──────── Excerto apresentado ────────
126    A este respeito, refira‑se que, nos termos do artigo 7.°, n.° 1, da CEDH:

«Ninguém pode ser condenado por uma acção ou uma omissão que, no momento em que foi cometida, não constituía infracção, segundo o direito nacional ou internacional. Igualmente não pode ser imposta uma pena mais grave do que a aplicável no momento em que a infracção foi cometida.»

127    Segundo o Tribunal Europeu dos Direitos do Homem (a seguir «TEDH»), resulta desta disposição que a lei deve definir claramente as infracções e as penas que as reprimem. Este requisito está preenchido quando o justificiável puder saber, a partir da letra da disposição e, se necessário, com o auxílio da interpretação que lhe tenha sido dada pelos tribunais, quais são os actos e omissões que determinam a sua responsabilidade penal (v. TEDH, acórdão Coëme c. Bélgica de 22 de Junho de 2000, Colectânea dos acórdãos e decisões, 2000‑VII, § 145) (acórdão Degussa/Comissão, referido no n.° 124 supra, n.° 69).

128    Resulta da jurisprudência do TEDH que, para cumprir as exigências do artigo 7.°, n.° 1, da CEDH, não é necessário que os termos das disposições que servem de base à aplicação dessas sanções sejam de tal modo precisos a ponto de as consequências que poderão decorrer de uma infracção a essas disposições serem previsíveis com absoluta certeza (acórdão Degussa/Comissão, referido no n.° 124 supra, n.° 71).
──────── Dados brutos ────────
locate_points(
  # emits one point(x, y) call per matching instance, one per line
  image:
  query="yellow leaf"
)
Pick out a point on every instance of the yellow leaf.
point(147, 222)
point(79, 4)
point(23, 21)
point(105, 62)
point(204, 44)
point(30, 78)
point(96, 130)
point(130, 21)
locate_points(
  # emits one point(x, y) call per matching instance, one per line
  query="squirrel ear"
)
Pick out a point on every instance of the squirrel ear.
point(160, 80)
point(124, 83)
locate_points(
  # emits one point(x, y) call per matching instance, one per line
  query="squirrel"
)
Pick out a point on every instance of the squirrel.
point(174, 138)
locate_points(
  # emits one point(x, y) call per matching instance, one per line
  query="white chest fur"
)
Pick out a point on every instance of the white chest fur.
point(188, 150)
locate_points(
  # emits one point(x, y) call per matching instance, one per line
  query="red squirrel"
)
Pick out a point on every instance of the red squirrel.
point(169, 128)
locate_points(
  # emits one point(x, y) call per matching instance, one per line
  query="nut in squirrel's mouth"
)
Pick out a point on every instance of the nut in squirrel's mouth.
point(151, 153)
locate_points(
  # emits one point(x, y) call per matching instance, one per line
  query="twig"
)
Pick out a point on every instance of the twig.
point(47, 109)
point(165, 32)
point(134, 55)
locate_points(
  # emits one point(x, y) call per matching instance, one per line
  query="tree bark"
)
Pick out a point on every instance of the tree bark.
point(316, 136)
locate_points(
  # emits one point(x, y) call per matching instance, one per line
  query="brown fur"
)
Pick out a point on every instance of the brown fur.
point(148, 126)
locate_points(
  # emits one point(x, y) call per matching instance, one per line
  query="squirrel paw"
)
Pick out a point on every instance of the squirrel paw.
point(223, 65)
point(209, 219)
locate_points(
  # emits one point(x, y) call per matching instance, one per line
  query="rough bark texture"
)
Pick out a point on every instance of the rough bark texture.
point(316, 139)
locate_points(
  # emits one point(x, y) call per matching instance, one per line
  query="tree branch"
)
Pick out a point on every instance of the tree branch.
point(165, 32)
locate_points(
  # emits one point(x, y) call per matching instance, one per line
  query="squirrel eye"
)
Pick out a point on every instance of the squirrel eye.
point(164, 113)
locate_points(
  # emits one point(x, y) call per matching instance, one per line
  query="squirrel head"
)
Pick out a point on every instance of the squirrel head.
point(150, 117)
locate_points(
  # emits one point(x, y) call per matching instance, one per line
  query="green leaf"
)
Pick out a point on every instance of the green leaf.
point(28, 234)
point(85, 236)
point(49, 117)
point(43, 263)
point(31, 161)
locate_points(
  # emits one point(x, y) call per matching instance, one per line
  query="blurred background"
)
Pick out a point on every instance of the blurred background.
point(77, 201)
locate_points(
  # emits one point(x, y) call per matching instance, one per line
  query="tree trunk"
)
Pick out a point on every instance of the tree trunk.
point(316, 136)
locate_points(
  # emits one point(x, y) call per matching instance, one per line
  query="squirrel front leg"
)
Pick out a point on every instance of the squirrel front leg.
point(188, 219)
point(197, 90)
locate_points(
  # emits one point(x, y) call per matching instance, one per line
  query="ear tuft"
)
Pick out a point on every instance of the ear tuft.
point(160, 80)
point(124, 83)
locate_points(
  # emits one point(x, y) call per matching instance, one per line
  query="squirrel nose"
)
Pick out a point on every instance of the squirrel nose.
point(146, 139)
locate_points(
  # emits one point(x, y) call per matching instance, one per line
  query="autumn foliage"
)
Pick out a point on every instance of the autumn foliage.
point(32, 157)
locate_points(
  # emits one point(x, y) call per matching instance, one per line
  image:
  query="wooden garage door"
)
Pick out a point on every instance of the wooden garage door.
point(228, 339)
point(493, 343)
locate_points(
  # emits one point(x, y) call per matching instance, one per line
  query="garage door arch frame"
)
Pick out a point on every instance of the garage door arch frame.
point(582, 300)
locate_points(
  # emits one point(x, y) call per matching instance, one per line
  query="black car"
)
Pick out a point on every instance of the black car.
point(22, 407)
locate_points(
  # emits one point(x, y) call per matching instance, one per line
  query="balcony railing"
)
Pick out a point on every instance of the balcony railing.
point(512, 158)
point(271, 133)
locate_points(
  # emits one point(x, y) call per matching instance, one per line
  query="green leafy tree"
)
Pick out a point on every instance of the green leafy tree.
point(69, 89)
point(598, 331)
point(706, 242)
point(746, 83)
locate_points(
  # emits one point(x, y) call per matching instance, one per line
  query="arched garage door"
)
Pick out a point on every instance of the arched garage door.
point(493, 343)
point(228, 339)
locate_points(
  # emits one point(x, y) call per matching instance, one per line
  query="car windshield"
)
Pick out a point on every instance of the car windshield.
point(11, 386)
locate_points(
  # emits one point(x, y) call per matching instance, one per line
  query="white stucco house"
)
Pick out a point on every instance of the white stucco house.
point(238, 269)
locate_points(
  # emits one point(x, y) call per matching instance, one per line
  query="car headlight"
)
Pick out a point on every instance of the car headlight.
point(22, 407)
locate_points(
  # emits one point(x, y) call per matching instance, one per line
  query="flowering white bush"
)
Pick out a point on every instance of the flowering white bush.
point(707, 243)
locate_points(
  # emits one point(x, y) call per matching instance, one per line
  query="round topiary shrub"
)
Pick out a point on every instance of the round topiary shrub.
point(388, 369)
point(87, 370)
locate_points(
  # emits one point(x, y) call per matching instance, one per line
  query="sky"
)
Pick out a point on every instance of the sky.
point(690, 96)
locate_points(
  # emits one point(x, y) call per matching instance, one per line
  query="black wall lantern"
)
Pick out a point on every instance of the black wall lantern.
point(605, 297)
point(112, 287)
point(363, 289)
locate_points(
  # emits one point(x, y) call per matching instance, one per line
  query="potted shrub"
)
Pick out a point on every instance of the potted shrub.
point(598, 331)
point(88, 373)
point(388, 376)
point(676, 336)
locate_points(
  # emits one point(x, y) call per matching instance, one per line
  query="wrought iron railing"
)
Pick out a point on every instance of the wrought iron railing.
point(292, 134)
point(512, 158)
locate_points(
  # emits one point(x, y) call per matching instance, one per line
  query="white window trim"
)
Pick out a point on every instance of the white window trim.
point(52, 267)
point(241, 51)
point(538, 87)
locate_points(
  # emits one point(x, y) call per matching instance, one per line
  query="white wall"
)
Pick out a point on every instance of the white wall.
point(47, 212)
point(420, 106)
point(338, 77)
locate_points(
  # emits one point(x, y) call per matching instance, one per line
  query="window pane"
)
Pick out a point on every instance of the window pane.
────────
- A realizar -
Retome o excerto sobre o artigo 7.°, n.° 1, da CEDH e escreva a sua continuação a partir do último número apresentado.

- Resposta -
129    Com efeito, segundo a jurisprudência do TEDH, a existência de termos vagos nas disposições não determina necessariamente a violação do artigo 7.° da CEDH e o facto de uma lei conferir um poder de apreciação não infringe, por si só, a exigência de previsibilidade, na condição de o alcance e as modalidades do exercício de tal poder se encontrarem definidos com clareza suficiente, tendo em conta a finalidade legítima em jogo, para fornecer ao indivíduo uma protecção adequada contra o arbítrio (v. TEDH, acórdão Margareta e Roger Andersson de 25 de Fevereiro de 1992, série A, n.° 226, § 75). A este respeito, para além do texto da própria lei, o TEDH tem em conta a questão de saber se os conceitos indeterminados utilizados foram esclarecidos por uma jurisprudência constante e publicada (v. TEDH, acórdão G. de 27 de Setembro de 1995, série A, n.° 325‑B, § 25) (acórdão Degussa/Comissão, referido no n.° 124 supra, n.° 72).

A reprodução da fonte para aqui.